### What you will do:
In your copy, reproduce the entries exactly as they are, minus the images.
+---+
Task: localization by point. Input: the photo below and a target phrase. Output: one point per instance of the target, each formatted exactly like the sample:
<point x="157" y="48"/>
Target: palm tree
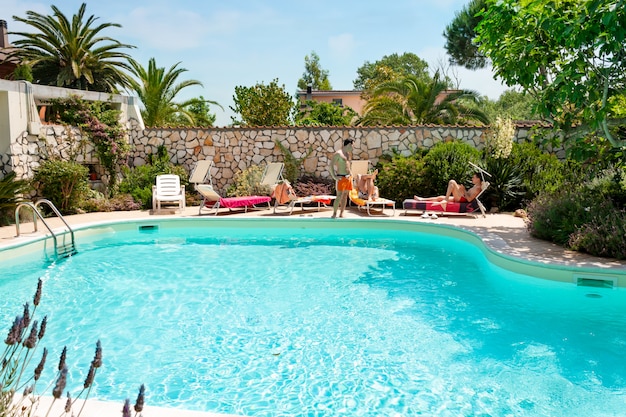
<point x="410" y="100"/>
<point x="72" y="54"/>
<point x="157" y="90"/>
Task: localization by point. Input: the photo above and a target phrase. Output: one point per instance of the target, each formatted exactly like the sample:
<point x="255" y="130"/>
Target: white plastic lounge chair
<point x="452" y="208"/>
<point x="213" y="201"/>
<point x="201" y="173"/>
<point x="273" y="174"/>
<point x="168" y="190"/>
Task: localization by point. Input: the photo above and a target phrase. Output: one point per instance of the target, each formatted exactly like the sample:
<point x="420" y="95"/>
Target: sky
<point x="225" y="44"/>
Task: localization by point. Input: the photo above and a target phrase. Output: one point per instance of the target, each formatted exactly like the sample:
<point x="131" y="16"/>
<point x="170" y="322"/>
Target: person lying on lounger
<point x="366" y="187"/>
<point x="457" y="193"/>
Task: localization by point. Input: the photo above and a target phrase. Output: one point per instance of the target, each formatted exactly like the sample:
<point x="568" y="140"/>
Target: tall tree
<point x="72" y="53"/>
<point x="200" y="111"/>
<point x="411" y="100"/>
<point x="157" y="89"/>
<point x="314" y="75"/>
<point x="263" y="105"/>
<point x="569" y="53"/>
<point x="389" y="68"/>
<point x="460" y="37"/>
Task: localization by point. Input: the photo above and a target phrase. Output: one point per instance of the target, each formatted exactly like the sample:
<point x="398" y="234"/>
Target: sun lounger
<point x="273" y="174"/>
<point x="469" y="208"/>
<point x="284" y="195"/>
<point x="375" y="206"/>
<point x="213" y="201"/>
<point x="201" y="173"/>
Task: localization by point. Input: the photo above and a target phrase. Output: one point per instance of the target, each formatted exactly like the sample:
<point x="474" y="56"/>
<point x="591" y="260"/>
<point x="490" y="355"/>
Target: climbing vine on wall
<point x="101" y="124"/>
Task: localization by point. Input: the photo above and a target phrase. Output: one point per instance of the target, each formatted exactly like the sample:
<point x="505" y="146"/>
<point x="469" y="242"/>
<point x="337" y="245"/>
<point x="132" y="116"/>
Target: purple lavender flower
<point x="97" y="359"/>
<point x="31" y="340"/>
<point x="42" y="363"/>
<point x="14" y="332"/>
<point x="60" y="385"/>
<point x="126" y="409"/>
<point x="140" y="399"/>
<point x="90" y="376"/>
<point x="37" y="297"/>
<point x="26" y="316"/>
<point x="62" y="358"/>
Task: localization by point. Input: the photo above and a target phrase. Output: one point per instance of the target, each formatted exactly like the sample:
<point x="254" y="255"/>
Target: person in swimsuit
<point x="457" y="193"/>
<point x="340" y="171"/>
<point x="366" y="187"/>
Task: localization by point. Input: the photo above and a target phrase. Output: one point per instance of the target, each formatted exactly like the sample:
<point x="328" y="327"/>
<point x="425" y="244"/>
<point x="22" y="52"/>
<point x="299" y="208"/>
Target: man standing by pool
<point x="340" y="172"/>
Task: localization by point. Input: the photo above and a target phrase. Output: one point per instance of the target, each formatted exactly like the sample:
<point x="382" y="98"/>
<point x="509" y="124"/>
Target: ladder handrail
<point x="57" y="212"/>
<point x="37" y="214"/>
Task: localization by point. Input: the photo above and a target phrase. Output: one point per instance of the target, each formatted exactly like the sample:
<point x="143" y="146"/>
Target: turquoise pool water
<point x="324" y="322"/>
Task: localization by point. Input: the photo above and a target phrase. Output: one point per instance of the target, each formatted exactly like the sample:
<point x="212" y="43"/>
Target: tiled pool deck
<point x="502" y="232"/>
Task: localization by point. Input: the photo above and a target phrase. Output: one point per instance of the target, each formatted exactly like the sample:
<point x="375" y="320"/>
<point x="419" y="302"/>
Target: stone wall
<point x="234" y="149"/>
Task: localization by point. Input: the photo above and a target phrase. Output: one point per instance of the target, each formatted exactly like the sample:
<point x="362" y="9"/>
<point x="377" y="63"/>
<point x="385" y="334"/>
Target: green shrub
<point x="506" y="189"/>
<point x="64" y="183"/>
<point x="11" y="192"/>
<point x="604" y="235"/>
<point x="555" y="216"/>
<point x="446" y="161"/>
<point x="292" y="164"/>
<point x="20" y="394"/>
<point x="248" y="182"/>
<point x="310" y="185"/>
<point x="401" y="177"/>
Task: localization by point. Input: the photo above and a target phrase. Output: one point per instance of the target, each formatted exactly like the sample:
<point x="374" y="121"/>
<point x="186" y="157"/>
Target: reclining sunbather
<point x="366" y="187"/>
<point x="457" y="193"/>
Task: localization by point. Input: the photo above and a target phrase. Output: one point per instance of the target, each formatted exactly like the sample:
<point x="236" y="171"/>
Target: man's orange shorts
<point x="344" y="184"/>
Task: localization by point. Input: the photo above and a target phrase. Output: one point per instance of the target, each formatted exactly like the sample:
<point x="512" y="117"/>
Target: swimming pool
<point x="272" y="318"/>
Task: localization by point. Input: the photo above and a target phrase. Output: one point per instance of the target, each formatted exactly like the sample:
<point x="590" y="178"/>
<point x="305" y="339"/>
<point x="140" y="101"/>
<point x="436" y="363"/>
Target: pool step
<point x="66" y="250"/>
<point x="595" y="281"/>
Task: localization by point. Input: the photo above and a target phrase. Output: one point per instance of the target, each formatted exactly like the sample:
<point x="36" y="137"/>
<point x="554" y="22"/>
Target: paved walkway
<point x="503" y="232"/>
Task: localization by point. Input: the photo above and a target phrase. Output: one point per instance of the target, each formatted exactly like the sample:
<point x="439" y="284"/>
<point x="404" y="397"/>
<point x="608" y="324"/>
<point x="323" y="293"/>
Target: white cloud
<point x="341" y="46"/>
<point x="175" y="29"/>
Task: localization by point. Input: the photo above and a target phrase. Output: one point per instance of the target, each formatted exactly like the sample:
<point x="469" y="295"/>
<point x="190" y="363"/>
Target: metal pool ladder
<point x="62" y="249"/>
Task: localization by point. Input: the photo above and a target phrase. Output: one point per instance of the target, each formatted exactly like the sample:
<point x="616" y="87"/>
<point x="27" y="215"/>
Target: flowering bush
<point x="102" y="126"/>
<point x="18" y="384"/>
<point x="589" y="217"/>
<point x="499" y="140"/>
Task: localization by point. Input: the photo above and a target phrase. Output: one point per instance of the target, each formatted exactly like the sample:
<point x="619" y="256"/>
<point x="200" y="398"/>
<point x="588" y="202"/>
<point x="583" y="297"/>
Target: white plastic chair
<point x="201" y="173"/>
<point x="273" y="173"/>
<point x="168" y="190"/>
+---+
### Answer to the exercise:
Task: localization by point. Input: the photo below and a target phrase. Output: one point per instance of the target, each formatted exactly like the sample:
<point x="157" y="48"/>
Target: palm tree
<point x="410" y="100"/>
<point x="72" y="54"/>
<point x="157" y="90"/>
Task: localization by point. Input: the photo above and a target phrase. Output: one point per instance of the target, each formatted exactly like the sample:
<point x="255" y="130"/>
Target: white plastic lounge chair
<point x="452" y="208"/>
<point x="213" y="201"/>
<point x="201" y="173"/>
<point x="273" y="174"/>
<point x="168" y="190"/>
Task: localization by point. Input: the photo above and a target phrase. Output: one point per instance of the target, each formatted exactly like the sample:
<point x="420" y="95"/>
Target: sky
<point x="225" y="44"/>
Task: localization by point. Input: the photo above and a target phrase. Output: one point per instance of the target, each formatted exactly like the sample:
<point x="131" y="16"/>
<point x="170" y="322"/>
Target: person lying on lounger
<point x="366" y="187"/>
<point x="457" y="193"/>
Task: localization by point. Input: the photo above and a target phrase. Output: one point per instance of the target, each formatted exactly like the sample:
<point x="568" y="140"/>
Target: tall tree
<point x="72" y="53"/>
<point x="200" y="111"/>
<point x="411" y="100"/>
<point x="157" y="89"/>
<point x="314" y="75"/>
<point x="263" y="105"/>
<point x="569" y="53"/>
<point x="389" y="68"/>
<point x="460" y="37"/>
Task: localization by point. Input: the photo above and a target phrase. Output: one point per instance of the target, each formatted exactly like the sample:
<point x="398" y="234"/>
Target: sun lounger
<point x="273" y="174"/>
<point x="469" y="208"/>
<point x="284" y="195"/>
<point x="375" y="206"/>
<point x="213" y="201"/>
<point x="201" y="173"/>
Task: localization by point. Input: the photo above and a target phrase. Output: one point per instance of the target, each formatted exactly like the sample:
<point x="474" y="56"/>
<point x="591" y="260"/>
<point x="490" y="355"/>
Target: climbing vine on wall
<point x="101" y="124"/>
Task: localization by point. Input: the photo above and a target phrase. Output: one point per instance of the target, each formatted exactly like the sample:
<point x="505" y="146"/>
<point x="469" y="242"/>
<point x="337" y="245"/>
<point x="132" y="116"/>
Target: purple lavender flower
<point x="97" y="359"/>
<point x="31" y="340"/>
<point x="42" y="363"/>
<point x="14" y="332"/>
<point x="60" y="385"/>
<point x="126" y="409"/>
<point x="140" y="399"/>
<point x="90" y="376"/>
<point x="37" y="297"/>
<point x="26" y="316"/>
<point x="62" y="358"/>
Task: localization by point. Input: the photo above and a target phrase. Output: one point per instance of the target, each formatted exactly like the sample:
<point x="254" y="255"/>
Target: person in swimsuit
<point x="457" y="193"/>
<point x="340" y="171"/>
<point x="366" y="187"/>
Task: localization by point. Input: the photo above and a target phrase. Output: one point per instance of the target, each formatted exactly like the sample:
<point x="328" y="327"/>
<point x="425" y="244"/>
<point x="22" y="52"/>
<point x="299" y="208"/>
Target: man standing by pool
<point x="340" y="172"/>
Task: localization by point. Input: the photo above and a target phrase. Output: one point per instance of the target, each formatted exactly like the sample:
<point x="382" y="98"/>
<point x="509" y="124"/>
Target: ladder handrail
<point x="57" y="212"/>
<point x="37" y="214"/>
Task: localization by point. Input: the photo above and a target phrase. Output: one point per instance of the target, each formatted exactly like the sample:
<point x="143" y="146"/>
Target: turquoise pool water
<point x="324" y="322"/>
Task: localization by point. Input: the photo above and a target phrase. Output: one point per instance of the target, each formatted exactly like the sample:
<point x="212" y="43"/>
Target: tiled pool deck
<point x="502" y="232"/>
Task: localization by point. Input: the photo above and a target phrase. Output: one point per instance of the target, each formatted exactly like the sample:
<point x="375" y="320"/>
<point x="419" y="302"/>
Target: stone wall
<point x="234" y="149"/>
Task: localization by point. Input: the photo above and a target phrase. Output: one point per instance of the target, each formatted exactly like the sample:
<point x="362" y="9"/>
<point x="377" y="63"/>
<point x="385" y="334"/>
Target: green shrub
<point x="506" y="189"/>
<point x="64" y="183"/>
<point x="11" y="192"/>
<point x="604" y="235"/>
<point x="555" y="216"/>
<point x="446" y="161"/>
<point x="292" y="164"/>
<point x="20" y="394"/>
<point x="248" y="182"/>
<point x="310" y="185"/>
<point x="401" y="177"/>
Task: localization by point. Input: the photo above and a target phrase. Output: one point per instance of the target, each formatted exactly like the sample:
<point x="374" y="121"/>
<point x="186" y="157"/>
Target: reclining sunbather
<point x="366" y="187"/>
<point x="457" y="193"/>
Task: localization by point. Input: the photo above and a target phrase. Output: one point per instance of the target, each formatted exactly like the sample:
<point x="236" y="171"/>
Target: man's orange shorts
<point x="344" y="184"/>
Task: localization by point. Input: the photo above and a target phrase. Output: one point per instance of the target, each formatted exactly like the sample:
<point x="512" y="117"/>
Target: swimming pool
<point x="272" y="318"/>
Task: localization by point. Input: the photo above and a target phrase. Output: one point per instance of the target, each formatted exactly like the sample:
<point x="590" y="178"/>
<point x="305" y="339"/>
<point x="140" y="101"/>
<point x="436" y="363"/>
Target: pool step
<point x="66" y="250"/>
<point x="595" y="281"/>
Task: localization by point. Input: the photo above and a target phrase. Output: one point per instance of the target, each formatted exactly like the sample:
<point x="36" y="137"/>
<point x="554" y="22"/>
Target: paved walkway
<point x="503" y="232"/>
Task: localization by point. Input: the photo above and a target phrase. Output: one point per instance of the target, each formatted exactly like the sample:
<point x="439" y="284"/>
<point x="404" y="397"/>
<point x="608" y="324"/>
<point x="323" y="293"/>
Target: white cloud
<point x="341" y="46"/>
<point x="175" y="29"/>
Task: localization by point. Input: the photo above and a target phrase. Output: one point per instance of the target, each formatted exactly like the sample:
<point x="469" y="295"/>
<point x="190" y="363"/>
Target: metal pool ladder
<point x="62" y="249"/>
Task: localization by point. Input: the photo above and a target phrase. Output: one point per instance of the target, each formatted exactly like the sample:
<point x="616" y="87"/>
<point x="27" y="215"/>
Target: flowering bush
<point x="102" y="126"/>
<point x="18" y="384"/>
<point x="589" y="217"/>
<point x="499" y="140"/>
Task: localization by point. Input: the photo above and a target phrase. Output: one point per instance of the target, each formatted exactly like the sample:
<point x="619" y="256"/>
<point x="200" y="398"/>
<point x="588" y="202"/>
<point x="583" y="297"/>
Target: white plastic chair
<point x="201" y="173"/>
<point x="273" y="173"/>
<point x="168" y="190"/>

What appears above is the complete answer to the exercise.